Le procès de l’année s’est soldé par un acquittement des trois prévenus. Aux yeux des juges, l’ex-directeur du SREL, Marco Mille, l’ancien directeur des opérations, Frank Schneider, et l’ex-agent André Kemmer n’ont pas mené d’écoute illégale dans le cadre d’une affaire présentant des liens avec l’affaire Bommeleeër.
L’attente fut longue. Depuis ce jeudi matin, les trois ex-agents du SREL (Service de renseignement de l’État), inculpés dans une affaire qui a en fin de compte mené en juillet 2013 à la chute de l’ancien Premier ministre, Jean-Claude Juncker, sont fixés sur leur sort. La 12e chambre correctionnelle du tribunal d’arrondissement de Luxembourg, présidée par Marc Thill, a acquitté Marco Mille, Frank Schneider et André Kemmer sur toute la ligne. La partie civile, constituée par Loris Mariotto, l’homme de l’ombre de ce procès, est aussi repartie les mains vides.
Au bout d’un procès explosif, qui s’est tenu début mars, le parquet avait requis une amende contre les trois ex-agents, qui se seraient notamment rendus coupables d’avoir mené une écoute illégale sur le nébuleux homme d’affaires Loris Mariotto. Le procureur d’État adjoint, Jean-Jacques Dolar, avait demandé une amende dont le montant maximal est fixé à 125 000 euros. Le prononcé était annoncé pour le 30 avril avant d’être repoussé à ce jeudi.
Juncker avait-il donné son feu vert ?
L’acquittement représente l’épilogue d’une affaire qui aura tenu en haleine le milieu politico-judiciaire depuis 2007. À l’époque, Loris Mariotto remet à l’agent André Kemmer un CD crypté avec un supposé enregistrement d’un entretien confidentiel entre le Grand-Duc Henri et le Premier ministre, Jean-Claude Juncker. Le sujet : l’affaire Bommeleeër. Il s’avère cependant rapidement que le CD est vide, suscitant l’ire des agents du SREL. Ils décident en janvier 2007 de mettre sous écoute Loris Mariotto.

= CONSIGNES =
(1) Recopiez le passage de l'article sur le procès du SREL commençant par « Le procès de » et allant jusqu'à « les mains vides. ».
(2) D'après l'article sur le procès du SREL, pour quelle raison les juges ont-ils acquitté les trois prévenus ?
(3) Poursuivez l'article sur le procès du SREL à la suite de sa dernière phrase.

= DONNÉES ÉTUDIÉES =
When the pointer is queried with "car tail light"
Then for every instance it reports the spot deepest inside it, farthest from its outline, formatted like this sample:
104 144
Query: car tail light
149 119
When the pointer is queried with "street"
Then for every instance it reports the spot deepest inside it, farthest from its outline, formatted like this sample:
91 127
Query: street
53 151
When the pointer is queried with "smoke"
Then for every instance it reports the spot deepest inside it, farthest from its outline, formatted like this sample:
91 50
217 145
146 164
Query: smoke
--
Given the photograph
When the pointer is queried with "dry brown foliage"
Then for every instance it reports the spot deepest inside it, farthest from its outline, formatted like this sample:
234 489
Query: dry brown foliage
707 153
...
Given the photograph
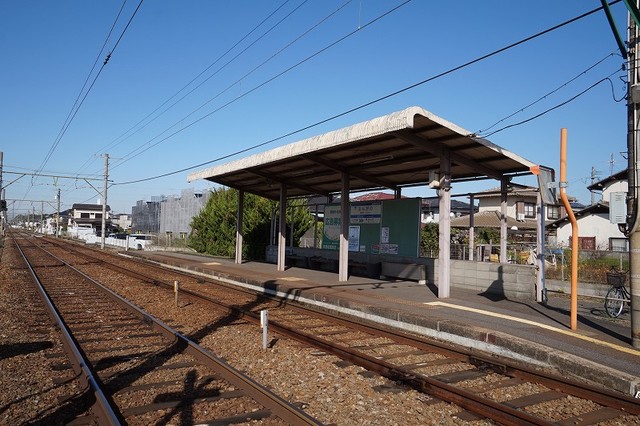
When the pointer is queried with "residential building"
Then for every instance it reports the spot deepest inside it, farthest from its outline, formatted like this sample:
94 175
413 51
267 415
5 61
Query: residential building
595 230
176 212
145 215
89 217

= RÉPONSES RÉDIGÉES =
(1)
Le procès de l’année s’est soldé par un acquittement des trois prévenus. Aux yeux des juges, l’ex-directeur du SREL, Marco Mille, l’ancien directeur des opérations, Frank Schneider, et l’ex-agent André Kemmer n’ont pas mené d’écoute illégale dans le cadre d’une affaire présentant des liens avec l’affaire Bommeleeër.
L’attente fut longue. Depuis ce jeudi matin, les trois ex-agents du SREL (Service de renseignement de l’État), inculpés dans une affaire qui a en fin de compte mené en juillet 2013 à la chute de l’ancien Premier ministre, Jean-Claude Juncker, sont fixés sur leur sort. La 12e chambre correctionnelle du tribunal d’arrondissement de Luxembourg, présidée par Marc Thill, a acquitté Marco Mille, Frank Schneider et André Kemmer sur toute la ligne. La partie civile, constituée par Loris Mariotto, l’homme de l’ombre de ce procès, est aussi repartie les mains vides.

(2) Les juges ont estimé que Marco Mille, Frank Schneider et André Kemmer n'avaient pas mené d'écoute illégale dans cette affaire liée à l'affaire Bommeleeër.

(3)
La question centrale du procès était de savoir si Jean-Claude Juncker avait accordé le feu vert requis ou pas. Ce dernier a nié jusque devant les juges d’avoir validé la procédure. Un important flou persiste autour de cette écoute, qui est restée sans résultat. S’en suit un enregistrement secret d’un débriefing entre Marco Mille et le Premier ministre, des faits pour lesquels la prescription joue. L’ex-directeur était équipé d’une montre-enregistreuse. Ce fichier audio constitue le point de départ de l’affaire du SREL avec les suites que l’on connaît sur le plan politique.
Des avocats satisfaits et soulagés
Seul Frank Schneider était présent jeudi matin pour assister au prononcé. Marco Mille, travaillant à Munich, est resté en Bavière et s’est fait représenter par son avocat. André Kemmer avait lui aussi délégué son conseil.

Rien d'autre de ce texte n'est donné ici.